■ Lesetext ■

------------------------------------------------------------------------

Nach zwei Monaten Abwärtstrend steigt die Zahl der Firmenpleiten in Deutschland wieder. Die Zahl der beantragten Regelinsolvenzen – Insolvenzverfahren für Unternehmer – in Deutschland ist nach vorläufigen Angaben des Statistischen Bundesamtes im August 2022 um 6,6 Prozent gegenüber Juli 2022 gestiegen.
Im Juli 2022 wären sie noch um 4,2 Prozent gegenüber Juni 2022 zurückgegangen. Dabei sei zu berücksichtigen, dass die Verfahren erst nach der ersten Entscheidung des Insolvenzgerichts in die Statistik einfließen würden, heißt es in einer Pressemitteilung.
Leibniz-Institut: „Trendwende eingesetzt“
Der tatsächliche Zeitpunkt des Insolvenzantrags liege in vielen Fällen annähernd drei Monate davor. Außerdem bilde die Insolvenzstatistik nicht alle Geschäftsaufgaben ab, da Geschäftsaufgaben auch aus anderen Gründen beziehungsweise vor Eintritt akuter Zahlungsschwierigkeiten erfolgen könnten.

------------------------------------------------------------------------

■ Datenauszug ■

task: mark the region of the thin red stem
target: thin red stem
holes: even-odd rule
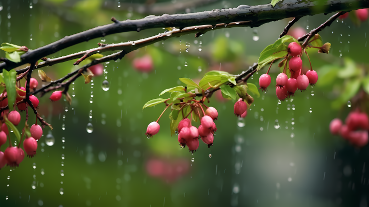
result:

------------------------------------------------------------------------

■ Aufgabenstellung ■
a: Um wie viel Prozent ist laut dem Text über Firmenpleiten die Zahl der beantragten Regelinsolvenzen im August 2022 gegenüber Juli 2022 gestiegen?
b: Gib aus dem Text über Firmenpleiten den Abschnitt von „Nach zwei Monaten“ bis einschließlich „Juli 2022 gestiegen.“ wortgetreu wieder.

■ Ergebnisse je Aufgabe ■
a: Um 6,6 Prozent.

b:
Nach zwei Monaten Abwärtstrend steigt die Zahl der Firmenpleiten in Deutschland wieder. Die Zahl der beantragten Regelinsolvenzen – Insolvenzverfahren für Unternehmer – in Deutschland ist nach vorläufigen Angaben des Statistischen Bundesamtes im August 2022 um 6,6 Prozent gegenüber Juli 2022 gestiegen.